Items from a data source:
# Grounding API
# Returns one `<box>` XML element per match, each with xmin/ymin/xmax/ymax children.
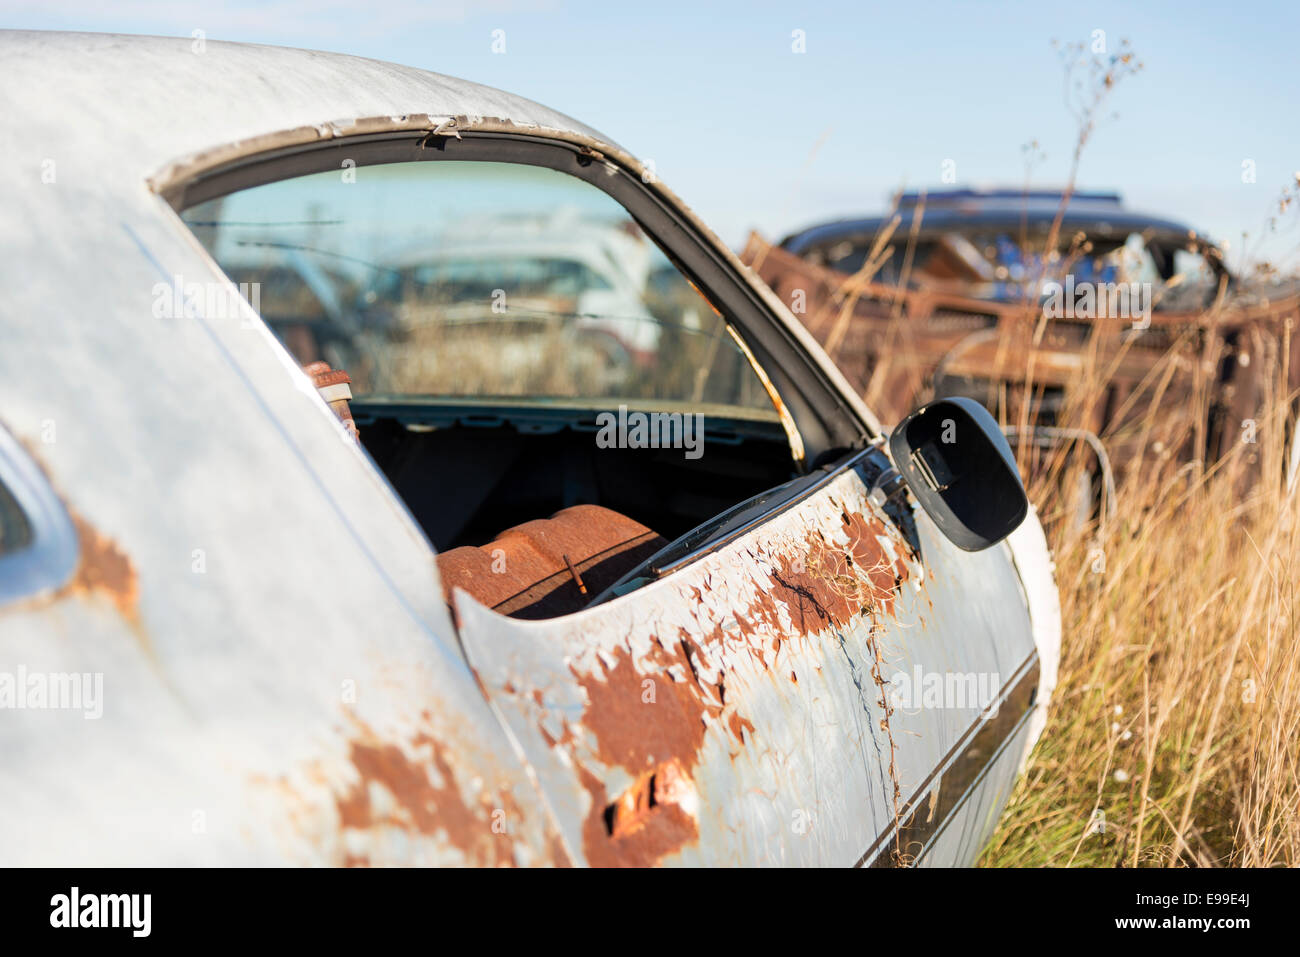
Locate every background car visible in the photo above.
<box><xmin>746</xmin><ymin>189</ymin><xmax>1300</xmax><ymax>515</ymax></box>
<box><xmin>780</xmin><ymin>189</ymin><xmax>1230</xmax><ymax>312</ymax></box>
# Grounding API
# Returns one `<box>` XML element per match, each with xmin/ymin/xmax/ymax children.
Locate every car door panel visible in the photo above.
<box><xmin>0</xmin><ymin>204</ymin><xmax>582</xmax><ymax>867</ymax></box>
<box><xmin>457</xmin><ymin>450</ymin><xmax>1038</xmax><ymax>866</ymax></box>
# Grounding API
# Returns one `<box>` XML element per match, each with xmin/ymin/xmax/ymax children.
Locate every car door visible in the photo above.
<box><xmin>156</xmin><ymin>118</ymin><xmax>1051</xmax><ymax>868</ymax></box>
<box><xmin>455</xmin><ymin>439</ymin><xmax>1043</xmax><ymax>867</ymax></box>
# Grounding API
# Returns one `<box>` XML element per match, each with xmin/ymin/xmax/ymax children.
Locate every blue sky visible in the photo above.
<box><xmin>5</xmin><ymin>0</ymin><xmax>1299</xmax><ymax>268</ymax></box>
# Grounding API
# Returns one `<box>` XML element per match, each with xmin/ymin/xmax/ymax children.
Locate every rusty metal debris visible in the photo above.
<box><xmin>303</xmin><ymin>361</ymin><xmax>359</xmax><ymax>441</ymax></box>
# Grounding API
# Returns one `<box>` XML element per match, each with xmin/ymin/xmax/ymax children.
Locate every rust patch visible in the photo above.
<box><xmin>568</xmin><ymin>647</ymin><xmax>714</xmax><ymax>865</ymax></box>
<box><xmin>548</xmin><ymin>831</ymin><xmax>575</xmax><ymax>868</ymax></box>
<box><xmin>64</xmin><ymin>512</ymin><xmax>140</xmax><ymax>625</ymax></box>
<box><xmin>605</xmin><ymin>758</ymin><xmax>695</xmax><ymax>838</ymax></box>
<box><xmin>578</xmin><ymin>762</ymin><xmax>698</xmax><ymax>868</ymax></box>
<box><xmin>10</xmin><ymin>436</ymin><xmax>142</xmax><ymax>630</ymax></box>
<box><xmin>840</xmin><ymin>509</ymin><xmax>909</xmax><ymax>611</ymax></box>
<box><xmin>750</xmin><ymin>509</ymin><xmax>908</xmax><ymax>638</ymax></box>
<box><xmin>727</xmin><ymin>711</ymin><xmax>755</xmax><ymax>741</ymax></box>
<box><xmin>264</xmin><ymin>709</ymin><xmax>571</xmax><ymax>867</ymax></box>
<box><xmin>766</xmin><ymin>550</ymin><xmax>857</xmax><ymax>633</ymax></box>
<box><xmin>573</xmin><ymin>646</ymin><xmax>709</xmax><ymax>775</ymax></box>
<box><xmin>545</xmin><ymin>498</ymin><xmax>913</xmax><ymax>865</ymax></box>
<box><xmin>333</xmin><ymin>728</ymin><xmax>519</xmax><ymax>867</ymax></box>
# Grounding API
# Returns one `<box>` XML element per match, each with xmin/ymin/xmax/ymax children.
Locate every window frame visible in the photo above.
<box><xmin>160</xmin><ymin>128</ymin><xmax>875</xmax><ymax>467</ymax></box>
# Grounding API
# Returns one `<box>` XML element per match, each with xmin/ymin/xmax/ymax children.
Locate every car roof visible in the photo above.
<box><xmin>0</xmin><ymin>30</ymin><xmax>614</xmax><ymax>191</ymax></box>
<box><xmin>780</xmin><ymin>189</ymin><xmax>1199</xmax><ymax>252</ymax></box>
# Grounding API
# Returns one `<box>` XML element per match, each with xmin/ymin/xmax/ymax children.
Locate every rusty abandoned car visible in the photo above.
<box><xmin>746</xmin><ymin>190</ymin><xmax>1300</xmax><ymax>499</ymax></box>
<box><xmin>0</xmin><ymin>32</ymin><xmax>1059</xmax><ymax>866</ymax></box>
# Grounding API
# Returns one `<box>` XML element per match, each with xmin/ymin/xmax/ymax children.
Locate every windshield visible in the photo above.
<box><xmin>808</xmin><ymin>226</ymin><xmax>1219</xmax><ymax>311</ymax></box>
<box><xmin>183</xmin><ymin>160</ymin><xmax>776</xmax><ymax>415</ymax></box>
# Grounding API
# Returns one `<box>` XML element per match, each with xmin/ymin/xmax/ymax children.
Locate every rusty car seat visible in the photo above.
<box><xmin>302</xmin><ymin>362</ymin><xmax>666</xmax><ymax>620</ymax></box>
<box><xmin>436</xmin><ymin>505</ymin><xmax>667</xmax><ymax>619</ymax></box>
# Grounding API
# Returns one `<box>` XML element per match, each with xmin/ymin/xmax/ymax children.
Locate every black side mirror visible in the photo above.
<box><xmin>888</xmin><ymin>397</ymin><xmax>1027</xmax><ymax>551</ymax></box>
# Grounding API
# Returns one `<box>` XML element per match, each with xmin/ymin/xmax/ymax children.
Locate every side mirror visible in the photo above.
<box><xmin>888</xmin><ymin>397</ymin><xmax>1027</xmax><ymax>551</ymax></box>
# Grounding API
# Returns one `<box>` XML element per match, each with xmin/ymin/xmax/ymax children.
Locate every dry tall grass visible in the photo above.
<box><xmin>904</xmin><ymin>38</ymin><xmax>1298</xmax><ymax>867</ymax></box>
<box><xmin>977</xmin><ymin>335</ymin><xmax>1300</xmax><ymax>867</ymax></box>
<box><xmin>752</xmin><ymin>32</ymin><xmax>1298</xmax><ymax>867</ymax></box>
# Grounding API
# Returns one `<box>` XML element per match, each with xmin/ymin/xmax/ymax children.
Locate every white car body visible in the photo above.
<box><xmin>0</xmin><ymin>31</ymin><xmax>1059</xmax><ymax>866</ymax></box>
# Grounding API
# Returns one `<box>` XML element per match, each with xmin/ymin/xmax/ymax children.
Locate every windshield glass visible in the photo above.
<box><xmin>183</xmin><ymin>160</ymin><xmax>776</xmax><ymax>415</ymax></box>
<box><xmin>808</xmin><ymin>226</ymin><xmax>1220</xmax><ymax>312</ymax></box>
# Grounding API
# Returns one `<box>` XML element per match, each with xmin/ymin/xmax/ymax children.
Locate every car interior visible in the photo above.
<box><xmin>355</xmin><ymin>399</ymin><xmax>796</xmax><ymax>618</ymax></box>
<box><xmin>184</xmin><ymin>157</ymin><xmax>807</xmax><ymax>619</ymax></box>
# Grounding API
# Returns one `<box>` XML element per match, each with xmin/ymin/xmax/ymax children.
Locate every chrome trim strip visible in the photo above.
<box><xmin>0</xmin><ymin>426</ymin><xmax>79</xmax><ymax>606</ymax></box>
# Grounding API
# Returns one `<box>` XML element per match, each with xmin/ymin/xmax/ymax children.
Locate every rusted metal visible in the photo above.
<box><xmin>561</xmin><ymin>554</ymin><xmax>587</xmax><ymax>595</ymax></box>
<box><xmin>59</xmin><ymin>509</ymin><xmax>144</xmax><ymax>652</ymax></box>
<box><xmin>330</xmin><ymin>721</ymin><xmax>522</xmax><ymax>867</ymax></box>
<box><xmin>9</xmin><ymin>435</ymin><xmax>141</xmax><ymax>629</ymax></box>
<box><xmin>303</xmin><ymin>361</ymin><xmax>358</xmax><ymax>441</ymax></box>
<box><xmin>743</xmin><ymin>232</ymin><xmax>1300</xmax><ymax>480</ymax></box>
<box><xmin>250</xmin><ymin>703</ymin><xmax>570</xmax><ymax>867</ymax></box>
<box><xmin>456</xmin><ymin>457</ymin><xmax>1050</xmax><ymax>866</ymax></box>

§ The task: Would you restate all of the data above word for word, omitting the pictures?

§ Answer box:
# Grounding API
# Returns one `<box>` XML element per match, each with xmin/ymin/xmax/ymax children.
Locate every background car visible in the photo above.
<box><xmin>746</xmin><ymin>189</ymin><xmax>1300</xmax><ymax>515</ymax></box>
<box><xmin>780</xmin><ymin>189</ymin><xmax>1230</xmax><ymax>312</ymax></box>
# Grounding API
# Returns one `<box>` XML element per match, each with xmin/ymin/xmax/ymax children.
Locate every car door panel visible in the photo above.
<box><xmin>0</xmin><ymin>204</ymin><xmax>582</xmax><ymax>867</ymax></box>
<box><xmin>457</xmin><ymin>450</ymin><xmax>1038</xmax><ymax>866</ymax></box>
# Grounding API
# Returns one `<box>` XML element per match, each with xmin/ymin/xmax/ymax children.
Locate every car door visible in the photo above.
<box><xmin>156</xmin><ymin>118</ymin><xmax>1051</xmax><ymax>868</ymax></box>
<box><xmin>455</xmin><ymin>439</ymin><xmax>1043</xmax><ymax>867</ymax></box>
# Grounding API
# Returns one `<box>` XML element per match, each with xmin/ymin/xmax/ymax children.
Locate every blue sky visible in the photo above.
<box><xmin>5</xmin><ymin>0</ymin><xmax>1299</xmax><ymax>268</ymax></box>
# Grounding API
# Returns one `<box>` XML element per match, each with xmin/ymin/xmax/ymax children.
Locate every rusty metal debris visible in the photo above.
<box><xmin>303</xmin><ymin>361</ymin><xmax>359</xmax><ymax>441</ymax></box>
# Grounding API
# Returns one `<box>` XML element per match, each with xmin/ymin/xmax/ymax children.
Locate every rust patch visible in the photo above.
<box><xmin>568</xmin><ymin>647</ymin><xmax>714</xmax><ymax>865</ymax></box>
<box><xmin>548</xmin><ymin>831</ymin><xmax>575</xmax><ymax>868</ymax></box>
<box><xmin>64</xmin><ymin>512</ymin><xmax>140</xmax><ymax>625</ymax></box>
<box><xmin>605</xmin><ymin>758</ymin><xmax>695</xmax><ymax>838</ymax></box>
<box><xmin>578</xmin><ymin>762</ymin><xmax>698</xmax><ymax>868</ymax></box>
<box><xmin>10</xmin><ymin>436</ymin><xmax>142</xmax><ymax>630</ymax></box>
<box><xmin>840</xmin><ymin>509</ymin><xmax>909</xmax><ymax>611</ymax></box>
<box><xmin>750</xmin><ymin>509</ymin><xmax>908</xmax><ymax>638</ymax></box>
<box><xmin>727</xmin><ymin>711</ymin><xmax>755</xmax><ymax>741</ymax></box>
<box><xmin>264</xmin><ymin>709</ymin><xmax>571</xmax><ymax>867</ymax></box>
<box><xmin>766</xmin><ymin>550</ymin><xmax>857</xmax><ymax>633</ymax></box>
<box><xmin>573</xmin><ymin>646</ymin><xmax>709</xmax><ymax>775</ymax></box>
<box><xmin>545</xmin><ymin>498</ymin><xmax>913</xmax><ymax>865</ymax></box>
<box><xmin>333</xmin><ymin>728</ymin><xmax>519</xmax><ymax>867</ymax></box>
# Grounding API
# Returns one `<box>` XML element per match, each with xmin/ymin/xmax/ymax children.
Locate every window frame visible in the photo above.
<box><xmin>160</xmin><ymin>128</ymin><xmax>875</xmax><ymax>467</ymax></box>
# Grounding API
# Returns one `<box>` XML element per match, each with xmin/ymin/xmax/ymax children.
Locate every car roof visible in the photo above.
<box><xmin>0</xmin><ymin>30</ymin><xmax>614</xmax><ymax>191</ymax></box>
<box><xmin>780</xmin><ymin>189</ymin><xmax>1199</xmax><ymax>252</ymax></box>
# Grounding API
# Returns one `<box>` XML element per match, each with xmin/ymin/xmax/ymax children.
Locate every rusty abandoned car visible in the photo above.
<box><xmin>746</xmin><ymin>190</ymin><xmax>1300</xmax><ymax>499</ymax></box>
<box><xmin>0</xmin><ymin>32</ymin><xmax>1059</xmax><ymax>866</ymax></box>
# Grounding API
# Returns one `<box>` XML element per match, each with xmin/ymin/xmax/ymax children.
Locate every windshield visible in the photo above.
<box><xmin>808</xmin><ymin>226</ymin><xmax>1219</xmax><ymax>311</ymax></box>
<box><xmin>183</xmin><ymin>160</ymin><xmax>776</xmax><ymax>415</ymax></box>
# Grounding API
# Returns one `<box>` XML element per match, each with xmin/ymin/xmax/ymax children.
Locate every rusty car seat visible in the photo above.
<box><xmin>302</xmin><ymin>362</ymin><xmax>666</xmax><ymax>620</ymax></box>
<box><xmin>436</xmin><ymin>505</ymin><xmax>667</xmax><ymax>619</ymax></box>
# Grounding API
# Returns one `<box>` XML element per match, each with xmin/ymin/xmax/ymax children.
Locate every black side mirror visible in the photo above.
<box><xmin>888</xmin><ymin>397</ymin><xmax>1027</xmax><ymax>551</ymax></box>
# Grounding API
# Returns one `<box>` XML element per match, each with xmin/ymin/xmax/ymax children.
Locate every side mirror visible in the photo above.
<box><xmin>888</xmin><ymin>397</ymin><xmax>1027</xmax><ymax>551</ymax></box>
# Grounding API
# Returns one `<box>` XML element per match, each with xmin/ymin/xmax/ymax children.
Locate every dry tall grass visible in the photo above.
<box><xmin>904</xmin><ymin>38</ymin><xmax>1298</xmax><ymax>867</ymax></box>
<box><xmin>977</xmin><ymin>335</ymin><xmax>1300</xmax><ymax>867</ymax></box>
<box><xmin>752</xmin><ymin>32</ymin><xmax>1298</xmax><ymax>867</ymax></box>
# Grounding API
# Returns one `<box>` XML element per match, each with xmin/ymin/xmax/ymax children.
Locate every white car body visible in the photo above.
<box><xmin>0</xmin><ymin>31</ymin><xmax>1059</xmax><ymax>866</ymax></box>
# Grounding API
# Returns one `<box>` XML element per match, each with xmin/ymin/xmax/ymax children.
Locate every windshield glass visible in the photo above.
<box><xmin>183</xmin><ymin>160</ymin><xmax>776</xmax><ymax>415</ymax></box>
<box><xmin>808</xmin><ymin>226</ymin><xmax>1220</xmax><ymax>312</ymax></box>
# Grounding API
# Returns one `<box>` XML element per match, each with xmin/ymin/xmax/ymax children.
Locate every car interior visible in the photo above.
<box><xmin>355</xmin><ymin>399</ymin><xmax>796</xmax><ymax>618</ymax></box>
<box><xmin>184</xmin><ymin>157</ymin><xmax>807</xmax><ymax>619</ymax></box>
# Grounding API
# Returns one `<box>` XML element per match, each with xmin/ymin/xmax/ymax children.
Locate every chrome trim strip visible in the photo above.
<box><xmin>0</xmin><ymin>426</ymin><xmax>79</xmax><ymax>606</ymax></box>
# Grounding API
# Returns one `<box>` XML element per match, each with xmin/ymin/xmax/ymax children.
Locate every rusted metal visible in the photo above.
<box><xmin>561</xmin><ymin>554</ymin><xmax>587</xmax><ymax>595</ymax></box>
<box><xmin>59</xmin><ymin>509</ymin><xmax>144</xmax><ymax>652</ymax></box>
<box><xmin>330</xmin><ymin>721</ymin><xmax>522</xmax><ymax>867</ymax></box>
<box><xmin>9</xmin><ymin>435</ymin><xmax>141</xmax><ymax>629</ymax></box>
<box><xmin>303</xmin><ymin>361</ymin><xmax>358</xmax><ymax>441</ymax></box>
<box><xmin>743</xmin><ymin>232</ymin><xmax>1300</xmax><ymax>480</ymax></box>
<box><xmin>250</xmin><ymin>703</ymin><xmax>570</xmax><ymax>867</ymax></box>
<box><xmin>456</xmin><ymin>457</ymin><xmax>1050</xmax><ymax>866</ymax></box>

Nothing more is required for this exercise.